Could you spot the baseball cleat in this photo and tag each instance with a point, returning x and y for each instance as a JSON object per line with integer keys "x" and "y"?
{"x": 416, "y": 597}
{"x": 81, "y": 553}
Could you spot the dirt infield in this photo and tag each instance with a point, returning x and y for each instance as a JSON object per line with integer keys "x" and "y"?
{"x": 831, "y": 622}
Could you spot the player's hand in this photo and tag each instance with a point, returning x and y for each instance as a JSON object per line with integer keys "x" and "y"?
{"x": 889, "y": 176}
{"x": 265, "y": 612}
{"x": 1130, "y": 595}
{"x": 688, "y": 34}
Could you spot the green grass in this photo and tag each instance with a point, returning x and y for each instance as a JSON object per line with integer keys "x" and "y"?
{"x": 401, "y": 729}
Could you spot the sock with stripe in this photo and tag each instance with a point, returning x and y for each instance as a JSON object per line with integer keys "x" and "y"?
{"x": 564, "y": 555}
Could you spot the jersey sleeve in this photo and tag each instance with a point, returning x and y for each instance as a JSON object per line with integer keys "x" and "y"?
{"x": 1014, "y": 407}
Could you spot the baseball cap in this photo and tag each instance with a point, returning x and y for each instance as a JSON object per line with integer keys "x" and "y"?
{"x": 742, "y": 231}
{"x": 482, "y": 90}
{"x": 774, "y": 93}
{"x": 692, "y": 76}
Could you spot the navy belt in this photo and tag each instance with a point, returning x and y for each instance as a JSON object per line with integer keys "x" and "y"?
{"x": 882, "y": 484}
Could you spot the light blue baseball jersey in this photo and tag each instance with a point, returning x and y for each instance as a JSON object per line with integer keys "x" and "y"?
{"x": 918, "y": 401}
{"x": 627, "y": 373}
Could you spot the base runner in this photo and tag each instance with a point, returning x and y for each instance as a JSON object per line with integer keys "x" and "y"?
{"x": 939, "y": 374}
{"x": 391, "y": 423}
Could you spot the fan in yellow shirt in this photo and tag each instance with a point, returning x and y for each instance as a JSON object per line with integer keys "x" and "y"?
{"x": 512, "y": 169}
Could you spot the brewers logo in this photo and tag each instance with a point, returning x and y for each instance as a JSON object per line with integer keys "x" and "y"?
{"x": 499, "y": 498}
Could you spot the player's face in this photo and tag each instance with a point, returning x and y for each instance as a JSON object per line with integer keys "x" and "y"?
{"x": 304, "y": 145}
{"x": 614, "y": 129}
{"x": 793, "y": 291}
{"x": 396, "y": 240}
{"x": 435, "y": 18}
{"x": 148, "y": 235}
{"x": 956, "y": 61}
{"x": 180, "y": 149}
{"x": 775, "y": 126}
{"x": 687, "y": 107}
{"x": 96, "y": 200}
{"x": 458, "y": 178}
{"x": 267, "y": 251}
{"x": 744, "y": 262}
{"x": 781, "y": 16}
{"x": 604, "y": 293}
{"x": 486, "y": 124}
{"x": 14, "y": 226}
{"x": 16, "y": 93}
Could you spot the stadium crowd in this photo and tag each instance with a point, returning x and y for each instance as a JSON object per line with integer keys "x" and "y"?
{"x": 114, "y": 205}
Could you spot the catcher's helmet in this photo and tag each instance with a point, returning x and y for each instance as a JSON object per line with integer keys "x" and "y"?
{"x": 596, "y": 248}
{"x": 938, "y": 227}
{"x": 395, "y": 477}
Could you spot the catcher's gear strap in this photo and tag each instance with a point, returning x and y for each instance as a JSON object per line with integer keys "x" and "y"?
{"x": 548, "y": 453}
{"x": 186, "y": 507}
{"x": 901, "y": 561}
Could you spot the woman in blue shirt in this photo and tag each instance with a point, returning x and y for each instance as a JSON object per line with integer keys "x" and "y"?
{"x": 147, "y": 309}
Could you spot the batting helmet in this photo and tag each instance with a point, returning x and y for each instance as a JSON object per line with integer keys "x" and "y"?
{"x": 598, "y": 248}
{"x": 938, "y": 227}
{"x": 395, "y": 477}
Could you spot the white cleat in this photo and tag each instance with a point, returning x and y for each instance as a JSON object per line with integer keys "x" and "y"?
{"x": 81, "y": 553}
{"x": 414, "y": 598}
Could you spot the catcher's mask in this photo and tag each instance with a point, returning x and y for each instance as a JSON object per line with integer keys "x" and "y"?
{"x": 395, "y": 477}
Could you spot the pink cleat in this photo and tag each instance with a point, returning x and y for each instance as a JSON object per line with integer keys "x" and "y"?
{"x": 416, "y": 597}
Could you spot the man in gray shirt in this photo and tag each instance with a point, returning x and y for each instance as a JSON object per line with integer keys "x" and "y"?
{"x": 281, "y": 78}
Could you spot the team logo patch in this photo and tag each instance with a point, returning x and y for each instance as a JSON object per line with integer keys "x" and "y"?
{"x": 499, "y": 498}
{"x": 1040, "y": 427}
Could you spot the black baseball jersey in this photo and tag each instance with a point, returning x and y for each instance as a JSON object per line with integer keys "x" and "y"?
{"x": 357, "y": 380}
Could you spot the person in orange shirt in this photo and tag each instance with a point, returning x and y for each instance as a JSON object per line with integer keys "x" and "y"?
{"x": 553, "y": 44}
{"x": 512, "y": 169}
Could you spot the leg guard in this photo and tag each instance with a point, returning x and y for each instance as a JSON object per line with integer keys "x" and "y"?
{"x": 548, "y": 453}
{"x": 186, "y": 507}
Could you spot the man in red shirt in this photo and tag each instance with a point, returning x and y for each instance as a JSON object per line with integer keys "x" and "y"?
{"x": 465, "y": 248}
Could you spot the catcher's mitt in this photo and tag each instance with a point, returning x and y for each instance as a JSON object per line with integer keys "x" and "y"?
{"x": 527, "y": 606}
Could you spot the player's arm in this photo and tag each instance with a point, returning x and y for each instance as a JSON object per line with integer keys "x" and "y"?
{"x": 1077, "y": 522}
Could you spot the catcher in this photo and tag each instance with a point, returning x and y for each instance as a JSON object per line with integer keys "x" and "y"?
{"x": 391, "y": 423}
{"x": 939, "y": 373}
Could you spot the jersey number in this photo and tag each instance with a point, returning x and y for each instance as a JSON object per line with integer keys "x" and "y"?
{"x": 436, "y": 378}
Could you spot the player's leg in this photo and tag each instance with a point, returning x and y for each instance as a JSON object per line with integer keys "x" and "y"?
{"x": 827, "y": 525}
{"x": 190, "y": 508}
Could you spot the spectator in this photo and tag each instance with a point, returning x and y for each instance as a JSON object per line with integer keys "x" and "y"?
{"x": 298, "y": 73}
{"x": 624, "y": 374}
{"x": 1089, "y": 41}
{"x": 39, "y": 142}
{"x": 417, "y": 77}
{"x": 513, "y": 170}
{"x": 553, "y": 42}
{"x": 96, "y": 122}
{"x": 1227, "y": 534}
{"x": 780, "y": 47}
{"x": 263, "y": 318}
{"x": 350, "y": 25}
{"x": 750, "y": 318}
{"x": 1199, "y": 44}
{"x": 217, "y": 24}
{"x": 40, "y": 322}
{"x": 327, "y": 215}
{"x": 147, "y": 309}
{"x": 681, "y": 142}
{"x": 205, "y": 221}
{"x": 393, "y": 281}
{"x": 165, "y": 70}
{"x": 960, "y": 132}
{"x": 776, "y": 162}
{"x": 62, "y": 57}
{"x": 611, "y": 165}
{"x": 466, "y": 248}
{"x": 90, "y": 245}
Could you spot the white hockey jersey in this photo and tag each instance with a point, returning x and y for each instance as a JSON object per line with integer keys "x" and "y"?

☆ ☆ ☆ ☆ ☆ ☆ ☆

Directive :: Copy the material above back out, exactly as written.

Solution for this exercise ::
Could you spot the baseball cleat in this photo and tag each instance with a point, returning x and y for each instance as a JSON object per line with integer keys "x" and "y"?
{"x": 416, "y": 597}
{"x": 81, "y": 553}
Could you spot the dirt infield in this photo and tag each instance with a point, returning x and y for each instance as a JSON object per line with integer keys "x" and "y"?
{"x": 831, "y": 622}
Could you spot the player's hand in this photo and tag each instance with a point, returning x and y for each instance as a JSON object per line with integer keys "x" and "y"?
{"x": 889, "y": 176}
{"x": 265, "y": 612}
{"x": 1130, "y": 595}
{"x": 688, "y": 34}
Could you spot the green grass in this photo and tag each instance with a point, returning x and y for each instance as a JSON object per line with integer keys "x" and "y"?
{"x": 401, "y": 729}
Could you spot the sock with stripe in this photo and tag each instance with a point, returning x and y for each instance as a JSON object per line with integer keys "x" and "y"?
{"x": 564, "y": 555}
Could you spot the jersey sleeve in this photo and tag each instance with a point, returning x and y for each instance as a JSON object per line with integer keys "x" and "y"?
{"x": 1014, "y": 407}
Could you spot the baseball cap in this photo and tag each instance with a point, returning x and y for each instance as a JSON object per line with integer keys "x" and "y"?
{"x": 742, "y": 231}
{"x": 482, "y": 90}
{"x": 774, "y": 93}
{"x": 692, "y": 76}
Could you spot the navy belt in this photo and tag each instance with a point, returning x and y for each instance as a JSON object per line with integer keys "x" and "y"?
{"x": 882, "y": 484}
Could you spot the light blue baseball jersey in this photo and tag each instance with a point, returning x and y for each instance as a JSON object per line with integer keys "x" and "y"?
{"x": 918, "y": 401}
{"x": 627, "y": 373}
Could you spot the base runner in this photo and tag each instance with a point, returning x and y for each instance as a JSON object per line with integer keys "x" and "y"?
{"x": 939, "y": 374}
{"x": 391, "y": 423}
Could you spot the fan in yellow shirt in this photo and tag each instance with a point, returning x and y for each instance as a JSON object per line with integer keys "x" and "y"?
{"x": 512, "y": 169}
Could you spot the brewers logo in this photo and tag each instance with a point, returning x and y for each instance as a JSON object per line with integer keys "x" and "y"?
{"x": 499, "y": 498}
Could you spot the player's face in this photo and tag each instance with a point, returning x and y for each instance as a JSON object per line with integer keys "x" and "y"?
{"x": 304, "y": 145}
{"x": 614, "y": 129}
{"x": 793, "y": 291}
{"x": 396, "y": 240}
{"x": 435, "y": 18}
{"x": 148, "y": 235}
{"x": 956, "y": 61}
{"x": 180, "y": 149}
{"x": 775, "y": 126}
{"x": 687, "y": 107}
{"x": 96, "y": 200}
{"x": 458, "y": 178}
{"x": 267, "y": 251}
{"x": 744, "y": 262}
{"x": 781, "y": 16}
{"x": 604, "y": 293}
{"x": 486, "y": 124}
{"x": 14, "y": 226}
{"x": 16, "y": 93}
Could you spot the stadium crowd in this photo and tag each instance with a point, returning x and y for each instance as a JSON object per line with integer keys "x" and "y"?
{"x": 114, "y": 205}
Could you spot the catcher's helmet in this photo and tag each instance with a point, returning x and y for each instance as a JSON object per line with integer keys "x" and "y"?
{"x": 596, "y": 248}
{"x": 938, "y": 227}
{"x": 395, "y": 477}
Could you spot the catcher's gear strap in this photo and tag each instance with a point, returning x and y for each instance as a JSON object per line with integer keys "x" and "y"?
{"x": 548, "y": 453}
{"x": 186, "y": 507}
{"x": 901, "y": 561}
Could you spot the woman in blue shirt in this photo and tag each instance with a point, returning x and y for each instance as a JSON object per line with integer keys "x" and "y"?
{"x": 147, "y": 309}
Could you spot the batting helmet in this photo and tag each instance with a point, returning x and y for each instance as a JSON object per line with integer keys "x" and "y"?
{"x": 598, "y": 248}
{"x": 938, "y": 227}
{"x": 395, "y": 477}
Could you spot the white cleat in this photo and tag each instance with a point, returning x and y for each instance as a JSON object per line with integer keys "x" and "y"?
{"x": 81, "y": 553}
{"x": 414, "y": 598}
Could you spot the catcher's mask in this photo and tag each instance with a point, returning x and y for each instance as a JSON object per line with integer keys "x" and "y"?
{"x": 395, "y": 477}
Could you spot the pink cleat in this photo and tag each instance with a point, returning x and y for each instance as a JSON object per line with integer keys "x" and "y"?
{"x": 416, "y": 597}
Could you spot the man in gray shirt in this photo and tag each instance with a point, returning x and y for each instance as a JSON object per line with integer keys "x" and "y"?
{"x": 281, "y": 78}
Could you spot the team logo patch in this photo and tag each instance with a point, returning x and y for each instance as a JSON object per line with integer keys "x" and "y"?
{"x": 499, "y": 498}
{"x": 1040, "y": 427}
Could you spot the black baseball jersey in this photo and tag each instance with a point, returning x and y for each instance as a JSON object per line with integer keys "x" and "y"?
{"x": 357, "y": 380}
Could you spot the person in orange shirt in this photo and tag each instance with a point, returning x and y for each instance as a JSON object per line with integer keys "x" and "y"?
{"x": 553, "y": 44}
{"x": 512, "y": 169}
Could you spot the leg guard in this photo and tag each instance with a point, returning x and y for each instance as a JSON object per line with integer keys "x" and "y"?
{"x": 548, "y": 453}
{"x": 186, "y": 507}
Could you spot the man in red shirt in this photo and tag each instance with a point, returning x and y for each instance as a JSON object per line with integer keys "x" and "y"?
{"x": 465, "y": 248}
Could you spot the catcher's mitt in this photo and tag each instance with a point, returning x and y for each instance as a JSON object per line with integer keys "x" and "y"?
{"x": 527, "y": 606}
Could you spot the player's arm in this photo and tag each instance with a point, returning x and y for each instance as a JSON object per line with integer keys "x" and "y"?
{"x": 1077, "y": 522}
Could you spot the catcher in this photo and tag each instance with a point, returning x and y for each instance as a JSON object per line with integer keys "x" and "y"?
{"x": 391, "y": 423}
{"x": 939, "y": 373}
Could you spot the jersey number in this photo and tag each instance with a point, returning x and y for each instance as a JSON object per line with integer keys "x" and "y"?
{"x": 436, "y": 378}
Could you spot the player's leg in this photo and tag each instance with a point, returning x and y for each instance as a JSON object per line with integer keys "x" and "y"?
{"x": 827, "y": 525}
{"x": 190, "y": 508}
Could you spot the spectator in this photo and tag each instance with a point, returning x and y for each instance as a JSON object per line with integer keys "x" and "y"?
{"x": 298, "y": 73}
{"x": 624, "y": 374}
{"x": 1089, "y": 41}
{"x": 39, "y": 142}
{"x": 417, "y": 77}
{"x": 513, "y": 170}
{"x": 553, "y": 42}
{"x": 96, "y": 122}
{"x": 1227, "y": 534}
{"x": 780, "y": 47}
{"x": 263, "y": 318}
{"x": 350, "y": 25}
{"x": 750, "y": 318}
{"x": 1199, "y": 44}
{"x": 217, "y": 24}
{"x": 40, "y": 322}
{"x": 327, "y": 215}
{"x": 147, "y": 309}
{"x": 681, "y": 142}
{"x": 205, "y": 221}
{"x": 393, "y": 281}
{"x": 165, "y": 70}
{"x": 960, "y": 132}
{"x": 776, "y": 162}
{"x": 62, "y": 57}
{"x": 611, "y": 165}
{"x": 466, "y": 248}
{"x": 90, "y": 245}
Could you spot the white hockey jersey in this photo and tag each instance with a point, returning x and y for each instance as a JSON object per line with integer keys "x" and "y"?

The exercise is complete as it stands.